APLIQUE A LEITURA —
1/ Transcreva da notícia sobre o PT a passagem que começa com as palavras "05 Agosto 2011" e termina com "mas de aliados.".
2/ Liste as palavras e expressões que aparecem entre aspas nos parágrafos da notícia sobre o PT, sem contar o título e o subtítulo.

PT vai defender ''faxina'' e monitorar alianças

Caso do PR vira exemplo para avaliar possíveis ''circunstâncias negativas'' nas alianças locais em 2012 com partidos que integram a base de Dilma

Luciana Nunes Leal / RIO, O Estado de S.Paulo

05 Agosto 2011 | 00h00

Em meio às reações do PR diante das medidas saneadoras no Ministério dos Transportes, a direção nacional do PT divulgará hoje um documento de apoio às iniciativas da presidente Dilma Rousseff. O partido decidiu também montar um sistema de monitoramento das alianças para as eleições municipais do ano que vem, a fim de avaliar a conveniência de coligações não só com partidos de oposição ao governo, mas de aliados.

O caso do PR foi usado como exemplo por um dirigente petista ao revelar que o comando nacional do partido vai "examinar" possíveis "circunstâncias negativas" nas alianças locais com partidos que integram a base da presidente Dilma.

Na quarta-feira, o PR deixou o bloco governista no Senado e anunciou "independência" em relação aos assuntos de interesse do governo. A Executiva Nacional do PT reuniu-se ontem no Rio. Hoje, o encontro será do diretório nacional.

DADOS PARA ANÁLISE —

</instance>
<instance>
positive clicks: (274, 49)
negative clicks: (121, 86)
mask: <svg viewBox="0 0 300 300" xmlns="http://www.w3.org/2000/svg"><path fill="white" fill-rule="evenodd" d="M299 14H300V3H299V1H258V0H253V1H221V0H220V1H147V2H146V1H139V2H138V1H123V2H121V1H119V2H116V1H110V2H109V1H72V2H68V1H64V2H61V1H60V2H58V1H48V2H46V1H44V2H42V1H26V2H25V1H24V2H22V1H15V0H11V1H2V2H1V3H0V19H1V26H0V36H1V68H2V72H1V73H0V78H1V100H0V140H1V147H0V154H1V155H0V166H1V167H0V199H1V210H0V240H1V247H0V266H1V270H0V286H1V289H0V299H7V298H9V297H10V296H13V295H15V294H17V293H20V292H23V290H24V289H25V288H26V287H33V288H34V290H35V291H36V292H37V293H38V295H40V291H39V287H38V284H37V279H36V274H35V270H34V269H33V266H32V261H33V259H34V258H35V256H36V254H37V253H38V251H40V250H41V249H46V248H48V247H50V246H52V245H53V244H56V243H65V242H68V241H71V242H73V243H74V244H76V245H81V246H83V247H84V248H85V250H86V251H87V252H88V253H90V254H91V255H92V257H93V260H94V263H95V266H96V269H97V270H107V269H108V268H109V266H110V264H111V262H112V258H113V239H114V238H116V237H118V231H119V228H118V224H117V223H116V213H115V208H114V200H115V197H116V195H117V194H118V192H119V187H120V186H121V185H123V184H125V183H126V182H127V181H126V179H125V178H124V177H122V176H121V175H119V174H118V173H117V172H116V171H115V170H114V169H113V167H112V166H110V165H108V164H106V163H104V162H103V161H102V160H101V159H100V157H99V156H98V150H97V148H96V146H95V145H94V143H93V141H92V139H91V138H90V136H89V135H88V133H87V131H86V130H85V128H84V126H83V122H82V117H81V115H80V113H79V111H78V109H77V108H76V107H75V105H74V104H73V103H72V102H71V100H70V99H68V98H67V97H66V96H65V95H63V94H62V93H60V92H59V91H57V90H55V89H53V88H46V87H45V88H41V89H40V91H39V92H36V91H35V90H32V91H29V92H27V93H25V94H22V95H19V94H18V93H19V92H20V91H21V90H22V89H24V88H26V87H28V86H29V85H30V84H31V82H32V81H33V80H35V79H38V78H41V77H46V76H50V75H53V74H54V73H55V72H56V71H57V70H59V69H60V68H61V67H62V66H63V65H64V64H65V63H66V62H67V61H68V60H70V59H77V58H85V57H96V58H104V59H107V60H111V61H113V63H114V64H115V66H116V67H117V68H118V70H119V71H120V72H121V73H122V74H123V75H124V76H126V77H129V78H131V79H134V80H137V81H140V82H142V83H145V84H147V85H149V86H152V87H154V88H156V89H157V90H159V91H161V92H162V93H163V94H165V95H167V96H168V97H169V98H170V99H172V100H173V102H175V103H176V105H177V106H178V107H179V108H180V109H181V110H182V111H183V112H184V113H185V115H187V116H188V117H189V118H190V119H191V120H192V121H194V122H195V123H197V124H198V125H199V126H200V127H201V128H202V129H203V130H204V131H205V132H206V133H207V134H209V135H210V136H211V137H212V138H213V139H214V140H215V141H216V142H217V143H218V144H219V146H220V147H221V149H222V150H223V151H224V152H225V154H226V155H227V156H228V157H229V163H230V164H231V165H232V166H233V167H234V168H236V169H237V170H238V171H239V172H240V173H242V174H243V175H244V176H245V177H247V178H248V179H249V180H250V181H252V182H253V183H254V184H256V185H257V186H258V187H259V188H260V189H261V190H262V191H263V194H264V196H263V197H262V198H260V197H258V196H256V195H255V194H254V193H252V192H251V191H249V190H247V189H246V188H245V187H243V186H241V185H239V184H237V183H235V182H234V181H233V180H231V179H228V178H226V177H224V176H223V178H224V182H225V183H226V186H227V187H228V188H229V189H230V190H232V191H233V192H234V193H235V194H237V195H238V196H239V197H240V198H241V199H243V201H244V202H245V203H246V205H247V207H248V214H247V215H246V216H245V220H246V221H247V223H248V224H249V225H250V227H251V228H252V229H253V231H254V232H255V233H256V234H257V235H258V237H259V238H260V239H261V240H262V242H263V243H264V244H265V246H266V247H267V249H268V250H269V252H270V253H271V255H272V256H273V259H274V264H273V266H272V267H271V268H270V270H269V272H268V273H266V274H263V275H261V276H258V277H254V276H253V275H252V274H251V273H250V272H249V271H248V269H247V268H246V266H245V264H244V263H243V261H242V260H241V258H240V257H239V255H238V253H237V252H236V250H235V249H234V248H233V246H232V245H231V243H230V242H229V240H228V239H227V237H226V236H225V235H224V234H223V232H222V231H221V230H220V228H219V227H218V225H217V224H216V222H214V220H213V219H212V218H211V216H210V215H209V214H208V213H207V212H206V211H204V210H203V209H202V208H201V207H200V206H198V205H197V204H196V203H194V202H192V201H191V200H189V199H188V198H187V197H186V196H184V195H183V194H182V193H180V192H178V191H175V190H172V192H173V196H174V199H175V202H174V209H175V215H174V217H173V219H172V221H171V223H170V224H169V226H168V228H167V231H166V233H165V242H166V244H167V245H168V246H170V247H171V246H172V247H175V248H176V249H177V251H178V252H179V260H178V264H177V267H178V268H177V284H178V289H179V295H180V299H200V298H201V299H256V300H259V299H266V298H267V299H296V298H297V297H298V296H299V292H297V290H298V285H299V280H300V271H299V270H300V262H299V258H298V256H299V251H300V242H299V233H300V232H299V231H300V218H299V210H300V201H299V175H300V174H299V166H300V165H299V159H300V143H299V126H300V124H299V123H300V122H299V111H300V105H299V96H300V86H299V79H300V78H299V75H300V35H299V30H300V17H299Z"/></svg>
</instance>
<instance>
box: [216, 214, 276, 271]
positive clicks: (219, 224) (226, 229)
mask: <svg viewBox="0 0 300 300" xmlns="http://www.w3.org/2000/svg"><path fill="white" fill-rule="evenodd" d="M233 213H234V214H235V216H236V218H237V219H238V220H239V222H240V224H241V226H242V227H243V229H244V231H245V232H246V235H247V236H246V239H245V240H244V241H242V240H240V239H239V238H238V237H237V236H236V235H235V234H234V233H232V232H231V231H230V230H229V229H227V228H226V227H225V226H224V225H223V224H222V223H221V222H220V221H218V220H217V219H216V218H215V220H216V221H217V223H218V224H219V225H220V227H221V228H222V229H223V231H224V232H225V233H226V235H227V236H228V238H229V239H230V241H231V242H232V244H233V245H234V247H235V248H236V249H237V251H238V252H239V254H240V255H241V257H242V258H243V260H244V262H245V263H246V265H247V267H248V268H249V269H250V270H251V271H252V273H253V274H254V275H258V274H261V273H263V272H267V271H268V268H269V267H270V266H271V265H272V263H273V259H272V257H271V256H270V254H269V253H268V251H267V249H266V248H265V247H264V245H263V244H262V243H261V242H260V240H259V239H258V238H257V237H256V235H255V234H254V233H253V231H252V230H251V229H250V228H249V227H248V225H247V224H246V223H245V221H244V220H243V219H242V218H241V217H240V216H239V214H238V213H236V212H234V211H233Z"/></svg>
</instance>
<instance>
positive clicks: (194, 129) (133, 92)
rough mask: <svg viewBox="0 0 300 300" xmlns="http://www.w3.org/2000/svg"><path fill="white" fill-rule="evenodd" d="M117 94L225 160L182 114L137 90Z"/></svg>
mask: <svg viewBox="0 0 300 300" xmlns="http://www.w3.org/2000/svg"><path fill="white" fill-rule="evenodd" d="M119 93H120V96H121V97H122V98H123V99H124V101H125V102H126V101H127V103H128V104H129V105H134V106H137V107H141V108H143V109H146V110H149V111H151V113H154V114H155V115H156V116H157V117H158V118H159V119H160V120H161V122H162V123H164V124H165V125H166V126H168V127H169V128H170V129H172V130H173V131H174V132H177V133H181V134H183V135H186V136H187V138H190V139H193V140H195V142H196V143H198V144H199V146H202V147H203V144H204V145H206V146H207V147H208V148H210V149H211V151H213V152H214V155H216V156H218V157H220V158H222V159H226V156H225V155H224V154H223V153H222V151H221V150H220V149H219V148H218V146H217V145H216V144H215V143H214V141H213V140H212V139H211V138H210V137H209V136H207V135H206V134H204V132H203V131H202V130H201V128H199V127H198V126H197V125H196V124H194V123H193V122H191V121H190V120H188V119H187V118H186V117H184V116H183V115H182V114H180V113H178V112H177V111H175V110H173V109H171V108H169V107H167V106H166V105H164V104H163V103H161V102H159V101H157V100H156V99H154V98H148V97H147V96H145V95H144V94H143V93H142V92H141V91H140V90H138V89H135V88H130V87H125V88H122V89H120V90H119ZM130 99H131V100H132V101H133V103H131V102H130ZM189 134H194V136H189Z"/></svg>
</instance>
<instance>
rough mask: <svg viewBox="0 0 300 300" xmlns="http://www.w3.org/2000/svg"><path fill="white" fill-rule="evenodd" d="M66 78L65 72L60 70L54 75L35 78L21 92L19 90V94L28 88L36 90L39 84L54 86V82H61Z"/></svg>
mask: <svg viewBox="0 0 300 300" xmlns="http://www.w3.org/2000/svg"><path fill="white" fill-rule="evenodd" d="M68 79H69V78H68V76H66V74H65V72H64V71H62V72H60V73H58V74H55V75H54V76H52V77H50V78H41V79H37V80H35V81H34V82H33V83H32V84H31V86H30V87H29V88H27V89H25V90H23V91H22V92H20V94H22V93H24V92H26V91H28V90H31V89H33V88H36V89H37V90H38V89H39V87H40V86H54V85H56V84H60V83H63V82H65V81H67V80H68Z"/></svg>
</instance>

RESPOSTAS —
1/
05 Agosto 2011 | 00h00

Em meio às reações do PR diante das medidas saneadoras no Ministério dos Transportes, a direção nacional do PT divulgará hoje um documento de apoio às iniciativas da presidente Dilma Rousseff. O partido decidiu também montar um sistema de monitoramento das alianças para as eleições municipais do ano que vem, a fim de avaliar a conveniência de coligações não só com partidos de oposição ao governo, mas de aliados.

2/
"examinar"
"circunstâncias negativas"
"independência"